__The task__.
Reproduce all of the data exactly.

__Data shown__.
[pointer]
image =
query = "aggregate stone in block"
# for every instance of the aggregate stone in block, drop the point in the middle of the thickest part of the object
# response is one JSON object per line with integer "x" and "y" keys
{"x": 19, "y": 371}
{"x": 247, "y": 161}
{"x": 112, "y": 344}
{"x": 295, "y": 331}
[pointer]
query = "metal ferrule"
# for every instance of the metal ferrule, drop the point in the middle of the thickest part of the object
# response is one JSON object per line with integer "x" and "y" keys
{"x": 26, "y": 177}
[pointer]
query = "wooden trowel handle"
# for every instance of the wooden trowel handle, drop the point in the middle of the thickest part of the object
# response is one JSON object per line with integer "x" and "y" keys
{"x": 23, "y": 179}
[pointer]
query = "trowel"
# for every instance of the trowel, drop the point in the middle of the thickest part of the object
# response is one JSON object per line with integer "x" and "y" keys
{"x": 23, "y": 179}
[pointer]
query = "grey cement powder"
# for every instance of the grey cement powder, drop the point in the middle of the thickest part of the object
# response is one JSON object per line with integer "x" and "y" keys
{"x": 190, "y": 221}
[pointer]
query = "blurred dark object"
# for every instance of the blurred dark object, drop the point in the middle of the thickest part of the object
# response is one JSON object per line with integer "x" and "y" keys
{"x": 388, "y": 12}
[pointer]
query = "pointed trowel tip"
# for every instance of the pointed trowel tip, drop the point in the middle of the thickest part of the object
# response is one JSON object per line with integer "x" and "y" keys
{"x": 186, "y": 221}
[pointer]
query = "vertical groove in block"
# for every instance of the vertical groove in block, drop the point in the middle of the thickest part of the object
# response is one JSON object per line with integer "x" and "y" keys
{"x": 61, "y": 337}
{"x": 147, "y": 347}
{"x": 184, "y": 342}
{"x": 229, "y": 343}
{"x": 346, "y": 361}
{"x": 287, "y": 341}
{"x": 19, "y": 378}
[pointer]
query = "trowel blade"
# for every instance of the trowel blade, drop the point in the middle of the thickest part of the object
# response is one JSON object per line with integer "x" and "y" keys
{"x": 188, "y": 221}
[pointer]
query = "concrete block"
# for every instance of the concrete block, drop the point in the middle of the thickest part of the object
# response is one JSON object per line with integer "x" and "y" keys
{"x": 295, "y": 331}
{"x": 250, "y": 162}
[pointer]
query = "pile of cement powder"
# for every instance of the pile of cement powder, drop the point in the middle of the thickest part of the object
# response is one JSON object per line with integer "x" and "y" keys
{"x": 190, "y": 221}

__Solution__.
[pointer]
image =
query = "aggregate stone in block"
# for every instance of the aggregate stone in block, drop the point in the middle of the thickest part of the object
# response is one JSON object per line with integer "x" and "y" keys
{"x": 19, "y": 371}
{"x": 247, "y": 161}
{"x": 112, "y": 344}
{"x": 295, "y": 331}
[pointer]
query = "metal ferrule"
# for every instance of the metal ferrule, drop the point in the middle of the thickest part of the object
# response is one JSON object per line with integer "x" and "y" keys
{"x": 26, "y": 177}
[pointer]
query = "wooden trowel handle"
# for every instance of the wooden trowel handle, drop the point in the middle of the thickest part of the object
# response is one JSON object per line with integer "x" and "y" keys
{"x": 23, "y": 179}
[pointer]
query = "trowel"
# for every instance of the trowel, drop the point in the middle of the thickest part of the object
# response is one JSON object per line with integer "x" and "y" keys
{"x": 23, "y": 179}
[pointer]
query = "grey cement powder"
# for every instance of the grey cement powder, drop the point in the middle of the thickest part of the object
# response is one JSON object per line with integer "x" and "y" keys
{"x": 190, "y": 221}
[pointer]
query = "blurred dark object"
# for every instance of the blurred dark object, drop the point in the middle of the thickest part of the object
# response is one JSON object per line with integer "x" and "y" keys
{"x": 388, "y": 12}
[pointer]
query = "pointed trowel tip"
# for every instance of the pointed trowel tip, drop the point in the middle of the thickest part of the object
# response is one JSON object per line with integer "x" and "y" keys
{"x": 186, "y": 221}
[pointer]
query = "vertical groove in block"
# for every instance of the vertical groove in block, drop the point in the middle of the thickest part of the object
# response is one JSON object per line with integer "x" and "y" keys
{"x": 61, "y": 337}
{"x": 147, "y": 347}
{"x": 184, "y": 342}
{"x": 229, "y": 343}
{"x": 346, "y": 361}
{"x": 287, "y": 341}
{"x": 19, "y": 378}
[pointer]
query = "trowel blade"
# for every instance of the trowel blade, drop the point in the middle of the thickest part of the object
# response is one JSON object per line with integer "x" and "y" keys
{"x": 188, "y": 221}
[pointer]
query = "concrete block"
# for every instance of the concrete block, drop the point in the middle of the thickest part of the object
# response is one JSON object per line with integer "x" and "y" keys
{"x": 295, "y": 331}
{"x": 250, "y": 162}
[pointer]
query = "pile of cement powder"
# for every instance of the pile of cement powder, drop the point in the middle of the thickest part of the object
# response is one JSON object per line with integer "x" and "y" keys
{"x": 190, "y": 221}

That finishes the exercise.